Repeat the listing below verbatim, starting at the line that contains "find the frog" and ending at the line that contains "left=206, top=179, right=307, bottom=220", with both of those lines included.

Rows
<<<<

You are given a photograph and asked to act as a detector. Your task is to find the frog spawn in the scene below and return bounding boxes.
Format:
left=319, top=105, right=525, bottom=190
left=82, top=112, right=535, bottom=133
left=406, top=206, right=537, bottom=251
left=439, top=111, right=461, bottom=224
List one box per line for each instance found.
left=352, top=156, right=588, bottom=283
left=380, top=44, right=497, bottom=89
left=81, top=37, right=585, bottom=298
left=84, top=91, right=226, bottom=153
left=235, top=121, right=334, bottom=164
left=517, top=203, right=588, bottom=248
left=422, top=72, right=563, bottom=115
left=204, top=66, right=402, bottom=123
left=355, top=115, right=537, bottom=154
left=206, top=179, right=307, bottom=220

>>>>
<<<<

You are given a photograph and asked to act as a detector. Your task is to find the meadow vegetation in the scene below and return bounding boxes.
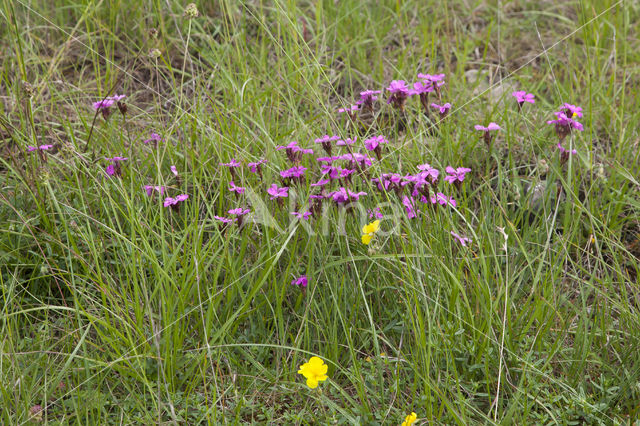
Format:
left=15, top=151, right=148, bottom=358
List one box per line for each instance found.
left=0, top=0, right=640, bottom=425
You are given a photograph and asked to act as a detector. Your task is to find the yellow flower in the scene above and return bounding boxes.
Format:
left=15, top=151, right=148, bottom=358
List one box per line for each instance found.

>>>>

Exercise output
You are given a photograph and asked to act as a detector. Your task is to find the frog spawn in the scene below and return bounding boxes.
Format:
left=319, top=105, right=525, bottom=190
left=82, top=112, right=535, bottom=133
left=406, top=206, right=537, bottom=251
left=439, top=111, right=461, bottom=224
List one box per line for each instance found.
left=352, top=156, right=588, bottom=283
left=380, top=44, right=497, bottom=89
left=81, top=37, right=585, bottom=298
left=84, top=91, right=226, bottom=153
left=235, top=121, right=334, bottom=164
left=517, top=203, right=588, bottom=248
left=422, top=72, right=563, bottom=115
left=204, top=66, right=402, bottom=123
left=355, top=115, right=537, bottom=154
left=206, top=179, right=307, bottom=220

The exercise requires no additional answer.